--- begin ENTRIES SUPPLIED ---

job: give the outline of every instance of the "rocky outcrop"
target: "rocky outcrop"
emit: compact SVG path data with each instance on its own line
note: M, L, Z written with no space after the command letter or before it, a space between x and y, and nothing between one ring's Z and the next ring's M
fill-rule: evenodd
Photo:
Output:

--- end ENTRIES SUPPLIED ---
--- begin ENTRIES SUPPLIED ---

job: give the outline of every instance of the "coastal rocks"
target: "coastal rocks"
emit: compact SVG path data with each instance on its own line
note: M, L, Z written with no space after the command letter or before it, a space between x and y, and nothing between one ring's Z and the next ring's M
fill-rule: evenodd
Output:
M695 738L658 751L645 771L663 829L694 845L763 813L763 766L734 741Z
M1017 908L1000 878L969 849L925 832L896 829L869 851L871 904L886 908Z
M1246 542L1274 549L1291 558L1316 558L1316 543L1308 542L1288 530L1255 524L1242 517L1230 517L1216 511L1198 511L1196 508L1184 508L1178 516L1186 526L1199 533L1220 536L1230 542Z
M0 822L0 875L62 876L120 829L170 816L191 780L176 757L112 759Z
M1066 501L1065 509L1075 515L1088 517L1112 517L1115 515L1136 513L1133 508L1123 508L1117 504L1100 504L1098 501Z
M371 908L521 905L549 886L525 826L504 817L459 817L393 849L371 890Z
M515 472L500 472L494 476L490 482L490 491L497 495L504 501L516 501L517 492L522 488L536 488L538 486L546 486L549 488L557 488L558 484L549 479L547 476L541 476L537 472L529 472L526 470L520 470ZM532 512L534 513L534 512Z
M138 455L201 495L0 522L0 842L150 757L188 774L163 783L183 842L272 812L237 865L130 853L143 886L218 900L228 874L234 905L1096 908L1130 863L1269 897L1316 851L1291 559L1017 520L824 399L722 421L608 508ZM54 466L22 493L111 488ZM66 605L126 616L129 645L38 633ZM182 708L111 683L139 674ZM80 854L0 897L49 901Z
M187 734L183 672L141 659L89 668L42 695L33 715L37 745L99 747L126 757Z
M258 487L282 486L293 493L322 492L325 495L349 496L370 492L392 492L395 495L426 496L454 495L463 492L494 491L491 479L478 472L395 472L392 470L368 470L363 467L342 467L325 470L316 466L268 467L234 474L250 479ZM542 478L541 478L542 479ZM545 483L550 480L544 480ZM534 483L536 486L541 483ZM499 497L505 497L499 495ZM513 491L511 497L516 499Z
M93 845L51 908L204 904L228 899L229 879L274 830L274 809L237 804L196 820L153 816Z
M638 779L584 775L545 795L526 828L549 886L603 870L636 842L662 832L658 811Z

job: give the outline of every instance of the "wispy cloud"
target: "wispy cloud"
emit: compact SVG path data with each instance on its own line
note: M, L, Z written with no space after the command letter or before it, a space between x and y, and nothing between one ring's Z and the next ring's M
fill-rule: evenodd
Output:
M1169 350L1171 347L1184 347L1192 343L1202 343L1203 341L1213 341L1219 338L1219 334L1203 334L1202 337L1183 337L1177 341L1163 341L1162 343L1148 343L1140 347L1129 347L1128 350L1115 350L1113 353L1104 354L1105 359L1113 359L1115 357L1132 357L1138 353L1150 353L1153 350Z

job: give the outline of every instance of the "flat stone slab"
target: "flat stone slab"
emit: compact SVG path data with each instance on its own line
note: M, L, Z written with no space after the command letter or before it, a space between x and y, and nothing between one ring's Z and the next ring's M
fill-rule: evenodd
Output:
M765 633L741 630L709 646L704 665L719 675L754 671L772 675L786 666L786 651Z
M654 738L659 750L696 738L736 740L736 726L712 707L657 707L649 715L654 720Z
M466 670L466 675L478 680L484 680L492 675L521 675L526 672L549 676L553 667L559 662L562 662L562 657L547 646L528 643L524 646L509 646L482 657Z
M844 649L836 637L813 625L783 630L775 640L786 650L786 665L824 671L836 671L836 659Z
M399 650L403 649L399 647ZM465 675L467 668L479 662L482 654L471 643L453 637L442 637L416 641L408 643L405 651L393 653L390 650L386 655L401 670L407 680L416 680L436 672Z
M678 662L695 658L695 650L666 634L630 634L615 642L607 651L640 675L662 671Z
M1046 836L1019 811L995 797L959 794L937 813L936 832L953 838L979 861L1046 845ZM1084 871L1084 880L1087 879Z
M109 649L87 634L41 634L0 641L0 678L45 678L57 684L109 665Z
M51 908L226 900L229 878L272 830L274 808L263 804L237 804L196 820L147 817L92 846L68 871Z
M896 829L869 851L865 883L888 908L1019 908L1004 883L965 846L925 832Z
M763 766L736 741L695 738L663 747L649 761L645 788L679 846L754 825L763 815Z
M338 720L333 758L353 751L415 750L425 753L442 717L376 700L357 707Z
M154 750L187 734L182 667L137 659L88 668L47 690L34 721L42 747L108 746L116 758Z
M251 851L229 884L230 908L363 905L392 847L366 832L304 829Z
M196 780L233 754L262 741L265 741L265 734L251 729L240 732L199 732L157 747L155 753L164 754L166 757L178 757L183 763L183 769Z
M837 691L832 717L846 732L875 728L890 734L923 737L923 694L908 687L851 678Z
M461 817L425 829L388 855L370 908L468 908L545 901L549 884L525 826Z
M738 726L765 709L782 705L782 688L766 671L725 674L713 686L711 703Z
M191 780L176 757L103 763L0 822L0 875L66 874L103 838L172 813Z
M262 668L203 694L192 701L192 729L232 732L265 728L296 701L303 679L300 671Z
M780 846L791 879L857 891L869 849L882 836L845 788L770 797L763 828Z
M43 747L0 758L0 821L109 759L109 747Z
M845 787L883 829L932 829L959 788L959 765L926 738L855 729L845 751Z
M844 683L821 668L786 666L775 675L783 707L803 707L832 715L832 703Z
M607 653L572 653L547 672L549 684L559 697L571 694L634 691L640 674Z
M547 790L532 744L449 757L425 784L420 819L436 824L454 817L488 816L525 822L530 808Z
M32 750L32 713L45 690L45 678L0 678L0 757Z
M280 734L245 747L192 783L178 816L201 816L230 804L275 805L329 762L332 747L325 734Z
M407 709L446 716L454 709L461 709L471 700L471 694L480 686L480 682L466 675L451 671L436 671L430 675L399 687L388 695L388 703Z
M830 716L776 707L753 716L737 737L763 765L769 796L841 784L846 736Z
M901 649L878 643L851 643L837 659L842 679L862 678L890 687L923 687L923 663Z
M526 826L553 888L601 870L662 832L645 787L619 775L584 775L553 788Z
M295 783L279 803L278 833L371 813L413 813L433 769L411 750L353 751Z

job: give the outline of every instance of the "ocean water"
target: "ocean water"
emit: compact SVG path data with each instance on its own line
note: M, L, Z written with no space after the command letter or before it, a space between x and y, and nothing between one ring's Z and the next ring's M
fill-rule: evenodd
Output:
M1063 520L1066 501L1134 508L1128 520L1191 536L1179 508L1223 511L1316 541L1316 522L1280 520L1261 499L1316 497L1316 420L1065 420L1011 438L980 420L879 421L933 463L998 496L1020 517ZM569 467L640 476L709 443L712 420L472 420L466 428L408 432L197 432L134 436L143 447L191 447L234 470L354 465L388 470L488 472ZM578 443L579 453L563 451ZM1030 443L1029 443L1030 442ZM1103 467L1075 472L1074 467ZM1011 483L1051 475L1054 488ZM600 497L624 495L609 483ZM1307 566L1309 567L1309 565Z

--- end ENTRIES SUPPLIED ---
--- begin ENTRIES SUPPLIED ---

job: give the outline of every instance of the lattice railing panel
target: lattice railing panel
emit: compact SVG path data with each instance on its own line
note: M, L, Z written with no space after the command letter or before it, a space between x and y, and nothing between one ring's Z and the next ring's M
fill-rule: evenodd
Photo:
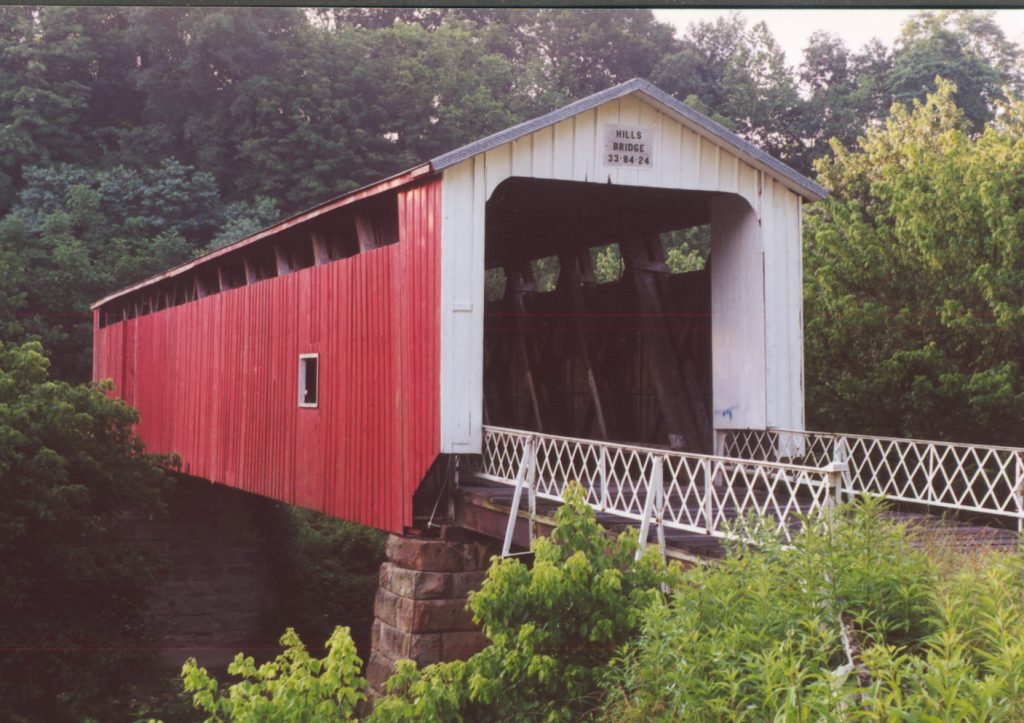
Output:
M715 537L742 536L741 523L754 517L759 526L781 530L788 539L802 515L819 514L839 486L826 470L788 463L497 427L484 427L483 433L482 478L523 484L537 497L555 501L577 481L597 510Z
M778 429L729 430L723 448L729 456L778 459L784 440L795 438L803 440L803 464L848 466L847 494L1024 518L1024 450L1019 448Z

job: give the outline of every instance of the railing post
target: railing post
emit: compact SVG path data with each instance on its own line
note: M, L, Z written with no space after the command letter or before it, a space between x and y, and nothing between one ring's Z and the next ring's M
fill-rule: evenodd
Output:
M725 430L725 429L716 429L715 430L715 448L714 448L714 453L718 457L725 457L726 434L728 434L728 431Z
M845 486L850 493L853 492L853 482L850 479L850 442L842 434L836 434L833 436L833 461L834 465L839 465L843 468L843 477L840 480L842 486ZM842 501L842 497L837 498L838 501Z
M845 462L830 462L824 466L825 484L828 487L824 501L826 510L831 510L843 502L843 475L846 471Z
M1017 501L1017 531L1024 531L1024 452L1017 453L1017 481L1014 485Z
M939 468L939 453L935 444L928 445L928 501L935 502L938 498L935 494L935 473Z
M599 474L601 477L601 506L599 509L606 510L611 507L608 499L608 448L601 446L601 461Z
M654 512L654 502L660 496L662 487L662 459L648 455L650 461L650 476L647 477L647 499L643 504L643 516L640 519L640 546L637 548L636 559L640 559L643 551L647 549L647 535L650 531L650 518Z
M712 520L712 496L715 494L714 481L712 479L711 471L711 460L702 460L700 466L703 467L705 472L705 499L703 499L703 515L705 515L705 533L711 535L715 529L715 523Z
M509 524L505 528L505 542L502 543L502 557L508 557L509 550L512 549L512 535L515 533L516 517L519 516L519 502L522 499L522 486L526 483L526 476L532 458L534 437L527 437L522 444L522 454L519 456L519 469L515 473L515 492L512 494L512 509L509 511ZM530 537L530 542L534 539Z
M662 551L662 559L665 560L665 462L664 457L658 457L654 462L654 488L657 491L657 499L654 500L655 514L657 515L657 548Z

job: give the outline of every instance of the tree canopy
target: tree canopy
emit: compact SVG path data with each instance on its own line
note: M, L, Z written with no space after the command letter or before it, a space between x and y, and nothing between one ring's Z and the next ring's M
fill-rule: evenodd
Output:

--- end ENTRIES SUPPLIED ---

• [WHAT THE TASK REQUIRES] Return, in full, every line of the material above that contains the string "canopy". Case counts.

• [ANSWER TO THIS EXERCISE]
job: give the outline of every instance of the tree canopy
target: tree canopy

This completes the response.